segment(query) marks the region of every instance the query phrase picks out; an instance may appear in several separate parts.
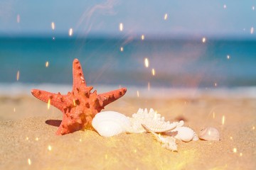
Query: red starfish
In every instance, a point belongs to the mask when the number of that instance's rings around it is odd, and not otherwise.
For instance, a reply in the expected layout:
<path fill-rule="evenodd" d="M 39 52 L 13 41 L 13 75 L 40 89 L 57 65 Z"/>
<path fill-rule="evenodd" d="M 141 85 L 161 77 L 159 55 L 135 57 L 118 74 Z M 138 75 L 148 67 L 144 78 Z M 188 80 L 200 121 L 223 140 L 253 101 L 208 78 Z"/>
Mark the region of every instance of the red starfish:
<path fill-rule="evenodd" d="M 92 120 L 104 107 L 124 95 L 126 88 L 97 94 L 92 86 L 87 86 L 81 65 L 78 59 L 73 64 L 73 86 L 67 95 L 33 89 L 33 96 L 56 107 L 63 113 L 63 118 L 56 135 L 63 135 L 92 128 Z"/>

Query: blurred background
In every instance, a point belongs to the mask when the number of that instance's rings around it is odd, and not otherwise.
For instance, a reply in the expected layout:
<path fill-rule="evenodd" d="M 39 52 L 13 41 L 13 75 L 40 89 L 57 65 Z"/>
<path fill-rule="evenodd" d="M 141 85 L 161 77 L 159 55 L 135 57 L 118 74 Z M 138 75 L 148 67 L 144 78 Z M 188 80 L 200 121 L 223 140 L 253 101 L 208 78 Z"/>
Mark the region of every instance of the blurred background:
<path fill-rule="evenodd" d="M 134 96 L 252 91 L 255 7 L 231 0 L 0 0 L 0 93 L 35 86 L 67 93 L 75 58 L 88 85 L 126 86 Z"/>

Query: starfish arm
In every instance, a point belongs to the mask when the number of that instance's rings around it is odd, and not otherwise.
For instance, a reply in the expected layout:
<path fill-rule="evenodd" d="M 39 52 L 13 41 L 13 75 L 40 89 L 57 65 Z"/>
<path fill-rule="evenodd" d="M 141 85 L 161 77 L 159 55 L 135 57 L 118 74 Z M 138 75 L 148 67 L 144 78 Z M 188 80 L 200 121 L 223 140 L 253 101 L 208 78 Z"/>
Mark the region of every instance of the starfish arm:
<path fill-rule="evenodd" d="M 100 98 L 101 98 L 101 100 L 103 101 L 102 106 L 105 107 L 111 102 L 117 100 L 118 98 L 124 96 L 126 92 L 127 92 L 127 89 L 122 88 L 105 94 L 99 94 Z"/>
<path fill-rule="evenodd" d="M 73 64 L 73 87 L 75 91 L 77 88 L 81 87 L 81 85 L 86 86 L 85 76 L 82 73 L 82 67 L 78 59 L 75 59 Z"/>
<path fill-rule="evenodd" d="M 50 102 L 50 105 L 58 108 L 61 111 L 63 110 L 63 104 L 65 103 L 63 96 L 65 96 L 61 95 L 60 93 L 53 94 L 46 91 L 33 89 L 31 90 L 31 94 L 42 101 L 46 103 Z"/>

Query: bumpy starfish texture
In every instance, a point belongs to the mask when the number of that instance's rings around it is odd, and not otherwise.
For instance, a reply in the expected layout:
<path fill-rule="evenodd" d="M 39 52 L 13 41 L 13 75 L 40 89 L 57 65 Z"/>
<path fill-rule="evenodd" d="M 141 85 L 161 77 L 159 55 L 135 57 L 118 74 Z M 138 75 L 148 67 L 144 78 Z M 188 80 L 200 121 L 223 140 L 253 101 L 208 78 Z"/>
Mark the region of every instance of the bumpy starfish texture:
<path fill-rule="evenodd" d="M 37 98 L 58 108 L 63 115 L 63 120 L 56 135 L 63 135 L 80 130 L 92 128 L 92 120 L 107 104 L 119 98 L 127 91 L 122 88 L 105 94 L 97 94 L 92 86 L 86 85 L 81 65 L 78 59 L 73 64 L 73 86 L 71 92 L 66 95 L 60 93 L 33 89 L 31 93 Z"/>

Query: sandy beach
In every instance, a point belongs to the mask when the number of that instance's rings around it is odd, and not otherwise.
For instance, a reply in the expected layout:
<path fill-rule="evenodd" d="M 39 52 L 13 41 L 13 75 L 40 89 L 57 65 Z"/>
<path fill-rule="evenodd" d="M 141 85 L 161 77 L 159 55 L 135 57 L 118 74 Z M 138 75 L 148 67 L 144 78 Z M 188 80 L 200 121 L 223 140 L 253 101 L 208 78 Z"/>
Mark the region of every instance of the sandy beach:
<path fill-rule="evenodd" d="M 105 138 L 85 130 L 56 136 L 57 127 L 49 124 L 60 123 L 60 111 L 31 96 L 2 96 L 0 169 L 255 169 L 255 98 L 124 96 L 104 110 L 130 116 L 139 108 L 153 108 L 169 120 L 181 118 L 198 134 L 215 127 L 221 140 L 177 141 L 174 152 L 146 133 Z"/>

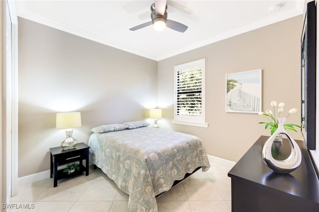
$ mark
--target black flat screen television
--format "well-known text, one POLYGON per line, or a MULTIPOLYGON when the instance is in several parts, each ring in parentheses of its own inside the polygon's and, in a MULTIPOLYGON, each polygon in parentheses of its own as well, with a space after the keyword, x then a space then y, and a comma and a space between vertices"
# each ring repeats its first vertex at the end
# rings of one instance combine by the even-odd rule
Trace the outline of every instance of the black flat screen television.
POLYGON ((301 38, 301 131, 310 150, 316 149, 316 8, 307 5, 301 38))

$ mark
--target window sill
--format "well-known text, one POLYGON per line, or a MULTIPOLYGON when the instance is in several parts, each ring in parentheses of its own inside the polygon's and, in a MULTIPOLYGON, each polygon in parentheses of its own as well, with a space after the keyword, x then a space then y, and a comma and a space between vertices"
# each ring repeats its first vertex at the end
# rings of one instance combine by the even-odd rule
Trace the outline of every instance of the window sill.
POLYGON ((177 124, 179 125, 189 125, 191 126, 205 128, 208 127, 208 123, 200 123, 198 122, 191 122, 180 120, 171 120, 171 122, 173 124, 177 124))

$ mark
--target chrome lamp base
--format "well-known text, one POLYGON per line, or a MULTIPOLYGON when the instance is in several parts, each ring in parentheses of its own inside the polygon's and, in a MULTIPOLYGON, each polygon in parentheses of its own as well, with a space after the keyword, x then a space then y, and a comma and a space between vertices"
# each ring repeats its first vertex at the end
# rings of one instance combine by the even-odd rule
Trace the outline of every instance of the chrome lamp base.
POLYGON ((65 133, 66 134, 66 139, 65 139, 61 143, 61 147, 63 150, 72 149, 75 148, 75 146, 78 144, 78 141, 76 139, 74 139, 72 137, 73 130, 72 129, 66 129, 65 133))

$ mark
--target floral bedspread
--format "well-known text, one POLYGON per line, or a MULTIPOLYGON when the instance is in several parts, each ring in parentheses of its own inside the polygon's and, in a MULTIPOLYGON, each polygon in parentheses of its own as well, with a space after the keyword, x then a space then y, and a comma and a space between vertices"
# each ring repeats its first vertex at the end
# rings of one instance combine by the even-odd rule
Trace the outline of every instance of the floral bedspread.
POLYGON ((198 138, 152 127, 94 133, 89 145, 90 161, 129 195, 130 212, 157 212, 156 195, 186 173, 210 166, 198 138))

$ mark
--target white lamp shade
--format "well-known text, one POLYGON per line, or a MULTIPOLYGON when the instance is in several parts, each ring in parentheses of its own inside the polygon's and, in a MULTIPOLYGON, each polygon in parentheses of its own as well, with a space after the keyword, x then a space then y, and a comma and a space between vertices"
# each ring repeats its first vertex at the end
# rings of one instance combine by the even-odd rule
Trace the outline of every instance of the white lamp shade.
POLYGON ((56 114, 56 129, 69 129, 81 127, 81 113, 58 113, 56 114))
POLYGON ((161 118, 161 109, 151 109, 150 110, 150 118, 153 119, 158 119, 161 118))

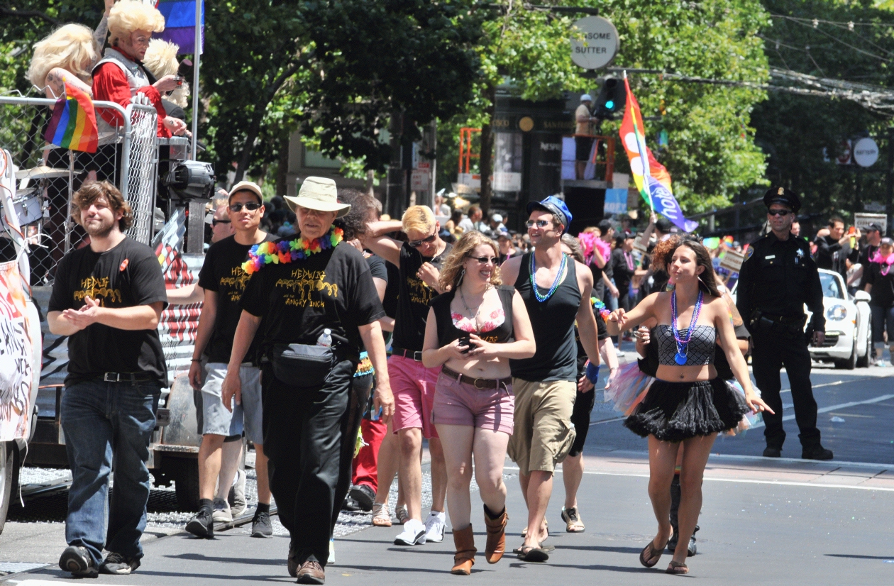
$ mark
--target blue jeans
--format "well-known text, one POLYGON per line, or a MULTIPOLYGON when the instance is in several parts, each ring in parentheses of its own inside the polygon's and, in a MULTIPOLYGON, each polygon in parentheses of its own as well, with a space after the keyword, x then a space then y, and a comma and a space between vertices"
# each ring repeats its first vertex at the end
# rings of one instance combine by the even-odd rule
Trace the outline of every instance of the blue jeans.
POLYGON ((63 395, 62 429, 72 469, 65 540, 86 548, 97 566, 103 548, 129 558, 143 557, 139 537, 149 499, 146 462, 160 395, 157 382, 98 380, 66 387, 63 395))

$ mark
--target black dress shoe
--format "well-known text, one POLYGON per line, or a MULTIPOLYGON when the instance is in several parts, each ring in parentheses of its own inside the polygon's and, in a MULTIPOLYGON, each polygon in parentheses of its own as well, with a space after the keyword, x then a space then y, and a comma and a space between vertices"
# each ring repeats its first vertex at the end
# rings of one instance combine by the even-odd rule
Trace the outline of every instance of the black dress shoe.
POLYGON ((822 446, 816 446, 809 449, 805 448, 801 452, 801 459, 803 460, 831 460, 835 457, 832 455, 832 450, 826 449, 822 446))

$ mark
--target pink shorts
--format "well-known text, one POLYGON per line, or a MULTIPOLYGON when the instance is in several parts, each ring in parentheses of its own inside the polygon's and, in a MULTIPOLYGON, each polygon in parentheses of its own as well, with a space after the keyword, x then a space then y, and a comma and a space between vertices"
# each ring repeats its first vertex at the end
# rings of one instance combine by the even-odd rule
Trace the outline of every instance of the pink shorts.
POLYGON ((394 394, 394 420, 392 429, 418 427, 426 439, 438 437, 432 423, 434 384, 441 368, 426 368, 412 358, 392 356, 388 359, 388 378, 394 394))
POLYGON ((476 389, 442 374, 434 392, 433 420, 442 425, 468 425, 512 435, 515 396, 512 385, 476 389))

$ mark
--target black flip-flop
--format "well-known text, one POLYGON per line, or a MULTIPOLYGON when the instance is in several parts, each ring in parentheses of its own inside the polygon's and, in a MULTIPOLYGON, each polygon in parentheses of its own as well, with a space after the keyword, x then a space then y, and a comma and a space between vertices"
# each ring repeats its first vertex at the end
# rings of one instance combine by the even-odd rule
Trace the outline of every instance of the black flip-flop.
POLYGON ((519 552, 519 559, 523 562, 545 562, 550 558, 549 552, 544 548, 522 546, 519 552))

○ ○ ○

• _Job_
Reproduce verbatim the lines of the records between the line containing "Query: starfish arm" and the line containing "Mark the region of every instance of the starfish", inclusive.

• _Final result_
Query: starfish arm
In every instance, a point belongs to the mask when the number of that instance's rings around it is odd, and not otherwise.
For instance, a reply in the expected layout:
<path fill-rule="evenodd" d="M 39 52 L 13 41 L 13 75 L 40 89 L 57 65 Z"/>
<path fill-rule="evenodd" d="M 141 85 L 161 77 L 159 55 L 135 57 L 118 74 Z M 138 75 L 148 67 L 144 78 Z M 188 80 L 200 121 L 223 140 L 253 101 L 208 78 Z"/>
Mark the region of every instance of the starfish arm:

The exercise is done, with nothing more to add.